Task list:
• 1. In the key terms list, substitute "dye" for every "stain" in the part between "- Iodine solution" and "divided by Magnification.", inclusive, and write that part out again.
• 2. Answer from the key terms list:
(a) What color does iodine solution turn starch?
(b) What must an eyepiece graticule be calibrated against before use?
(c) How is magnification calculated?

Start of Passage to read

Key Terms for Practical Investigations
Part of Cell Biology Practical Investigations — GCSE Biology
This definitions covers Key Terms for Practical Investigations within Cell Biology Practical Investigations for GCSE Biology. Comprehensive practical skills, experimental design, data analysis, microscopy techniques, and scientific methodology in cell biology It is section 10 of 17 in this topic. Make sure you can use the exact wording confidently, because definition marks are often lost through vague language.
Topic position
Section 10 of 17
Practice
20 questions
Recall
20 flashcards
Key Terms for Practical Investigations
- Magnification
- How many times larger an image appears compared to the actual object. Calculated as: Image size divided by Real size.
- Resolution
- The ability to distinguish between two points that are close together. A high-resolution image shows fine detail clearly; a low-resolution image appears blurry even when magnified.
- Staining
- Adding a coloured dye to a prepared slide to make cell structures visible. Most cell structures are colourless and transparent without staining.
- Iodine solution
- A stain that turns starch (and some cell walls) dark blue-black. Commonly used to stain plant cells and make the cell wall visible.
- Methylene blue
- A stain that colours nuclei and other acidic cell components blue. Commonly used to stain animal cells (e.g., cheek cells) to make the nucleus visible.
- Eyepiece graticule
- A scale built into the eyepiece of the microscope. Used to measure the size of cells. Must be calibrated against a stage micrometer before use.
- Stage micrometer
- A microscope slide with a precise scale engraved on it, used to calibrate the eyepiece graticule.
- Real size (actual size)
- The true size of the object being observed. Calculated as: Image size divided by Magnification.
- Image size
- The size of the object as it appears under the microscope (or in a photograph). Calculated as: Magnification multiplied by Real size.
Must Memorise: Magnification formula — Magnification = Image size / Real size (rearrange as needed using the MIR triangle). Resolution is about CLARITY not size — a high-magnification blurry image has low resolution.

End of Passage to read
Start of Data excerpt

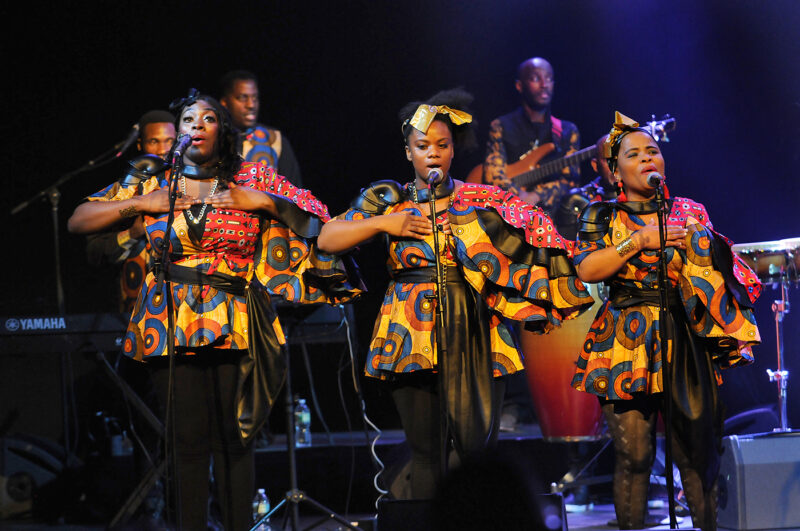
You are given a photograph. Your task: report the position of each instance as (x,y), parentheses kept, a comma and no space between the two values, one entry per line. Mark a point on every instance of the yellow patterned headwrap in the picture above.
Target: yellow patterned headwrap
(622,124)
(425,114)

End of Data excerpt

Results by task:
• 1.
- Iodine solution
- A dye that turns starch (and some cell walls) dark blue-black. Commonly used to dye plant cells and make the cell wall visible.
- Methylene blue
- A dye that colours nuclei and other acidic cell components blue. Commonly used to dye animal cells (e.g., cheek cells) to make the nucleus visible.
- Eyepiece graticule
- A scale built into the eyepiece of the microscope. Used to measure the size of cells. Must be calibrated against a stage micrometer before use.
- Stage micrometer
- A microscope slide with a precise scale engraved on it, used to calibrate the eyepiece graticule.
- Real size (actual size)
- The true size of the object being observed. Calculated as: Image size divided by Magnification.

• 2.
(a) Dark blue-black.
(b) A stage micrometer.
(c) Image size divided by real size.